WORK INSTRUCTION: Omit the pictures and return every entry exactly as written.

START RECORD EXCERPTS

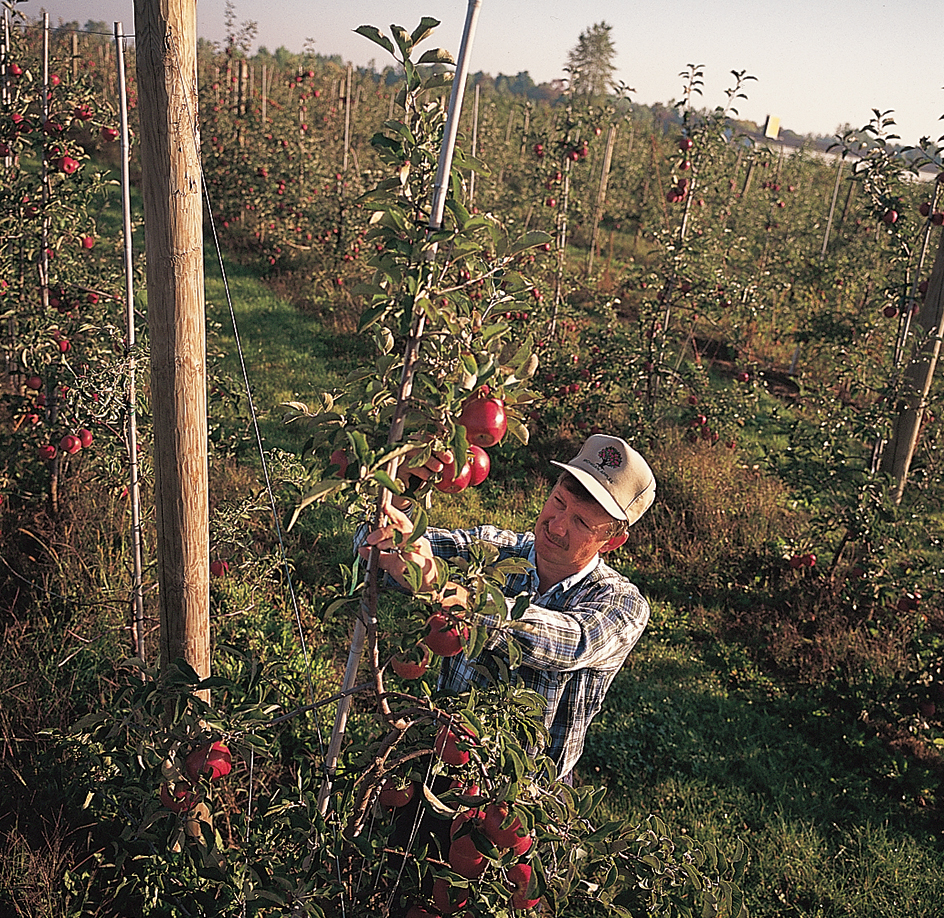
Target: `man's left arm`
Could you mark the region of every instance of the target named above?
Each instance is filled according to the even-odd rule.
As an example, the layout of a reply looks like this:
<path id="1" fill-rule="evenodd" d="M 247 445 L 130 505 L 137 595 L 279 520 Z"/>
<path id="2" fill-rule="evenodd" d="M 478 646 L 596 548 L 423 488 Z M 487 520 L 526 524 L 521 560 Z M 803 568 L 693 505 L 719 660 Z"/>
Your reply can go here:
<path id="1" fill-rule="evenodd" d="M 649 621 L 649 604 L 629 581 L 611 584 L 562 603 L 562 608 L 532 605 L 494 639 L 505 650 L 514 641 L 522 665 L 567 672 L 620 666 Z"/>

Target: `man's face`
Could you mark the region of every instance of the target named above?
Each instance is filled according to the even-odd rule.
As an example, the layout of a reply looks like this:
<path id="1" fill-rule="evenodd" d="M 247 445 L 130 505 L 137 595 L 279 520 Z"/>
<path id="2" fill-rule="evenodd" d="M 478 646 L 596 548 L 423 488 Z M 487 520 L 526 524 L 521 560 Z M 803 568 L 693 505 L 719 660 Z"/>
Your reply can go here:
<path id="1" fill-rule="evenodd" d="M 541 562 L 575 574 L 602 551 L 622 544 L 610 535 L 613 517 L 596 501 L 580 501 L 562 484 L 555 485 L 534 524 L 534 548 Z"/>

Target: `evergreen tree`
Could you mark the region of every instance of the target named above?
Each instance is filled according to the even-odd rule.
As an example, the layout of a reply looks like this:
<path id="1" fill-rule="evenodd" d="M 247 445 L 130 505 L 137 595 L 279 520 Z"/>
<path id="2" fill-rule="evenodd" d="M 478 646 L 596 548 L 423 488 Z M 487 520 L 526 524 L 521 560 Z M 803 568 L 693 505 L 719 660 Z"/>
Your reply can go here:
<path id="1" fill-rule="evenodd" d="M 613 26 L 598 22 L 580 33 L 577 44 L 567 55 L 567 69 L 574 93 L 584 96 L 602 96 L 613 86 L 613 57 L 616 48 L 610 32 Z"/>

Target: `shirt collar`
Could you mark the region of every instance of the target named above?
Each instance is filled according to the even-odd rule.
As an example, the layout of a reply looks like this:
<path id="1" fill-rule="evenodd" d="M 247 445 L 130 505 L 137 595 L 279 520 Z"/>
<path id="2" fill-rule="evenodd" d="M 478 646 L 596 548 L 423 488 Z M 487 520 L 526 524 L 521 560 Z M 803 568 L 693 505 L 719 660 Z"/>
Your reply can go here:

END RECORD EXCERPTS

RESULT FOR THIS TASK:
Target: `man's left arm`
Could you mark the region of every instance of the target named above?
Each instance is filled according to the even-odd rule.
As an example, the layout of a reply looks like this:
<path id="1" fill-rule="evenodd" d="M 247 445 L 130 505 L 137 595 L 279 520 Z"/>
<path id="2" fill-rule="evenodd" d="M 478 646 L 596 548 L 423 488 Z M 487 520 L 526 524 L 521 560 Z M 803 568 L 693 505 L 719 660 Z"/>
Your reply can go here:
<path id="1" fill-rule="evenodd" d="M 649 621 L 649 604 L 629 581 L 611 584 L 562 603 L 562 608 L 532 605 L 494 639 L 505 650 L 514 641 L 522 665 L 567 672 L 620 666 Z"/>

Target: `man's face`
Could you mark the region of every instance of the target named above?
Each instance is filled according to the even-odd rule.
As an example, the layout of a reply looks like this:
<path id="1" fill-rule="evenodd" d="M 247 445 L 130 505 L 137 595 L 279 520 Z"/>
<path id="2" fill-rule="evenodd" d="M 478 646 L 596 548 L 423 488 Z M 487 520 L 526 524 L 521 560 Z M 803 568 L 693 505 L 719 660 Z"/>
Your reply can go here:
<path id="1" fill-rule="evenodd" d="M 541 562 L 575 574 L 602 551 L 622 544 L 610 535 L 613 517 L 596 501 L 580 501 L 562 484 L 555 485 L 534 524 L 534 548 Z"/>

Target: `evergreen tree`
Could you mark the region of every instance of the target named above?
Each instance is filled according to the even-odd rule.
As an example, the layout of a reply looks like this:
<path id="1" fill-rule="evenodd" d="M 247 445 L 130 505 L 137 595 L 279 520 Z"/>
<path id="2" fill-rule="evenodd" d="M 478 646 L 596 548 L 423 488 Z M 487 520 L 526 524 L 521 560 Z M 803 568 L 693 505 L 719 660 Z"/>
Your reply can go here:
<path id="1" fill-rule="evenodd" d="M 613 26 L 598 22 L 580 33 L 577 44 L 567 55 L 567 69 L 574 93 L 584 96 L 602 96 L 613 86 L 613 57 L 616 48 L 610 32 Z"/>

Target: `shirt collar`
Could you mark the region of every instance of the target named above?
Each instance is filled according to the even-odd rule.
As an example, the layout of a reply looks like this:
<path id="1" fill-rule="evenodd" d="M 247 445 L 130 505 L 137 595 L 279 520 Z"/>
<path id="2" fill-rule="evenodd" d="M 478 646 L 596 548 L 423 488 Z M 487 520 L 526 524 L 521 560 Z M 803 568 L 693 505 L 719 660 Z"/>
Your reply can go here:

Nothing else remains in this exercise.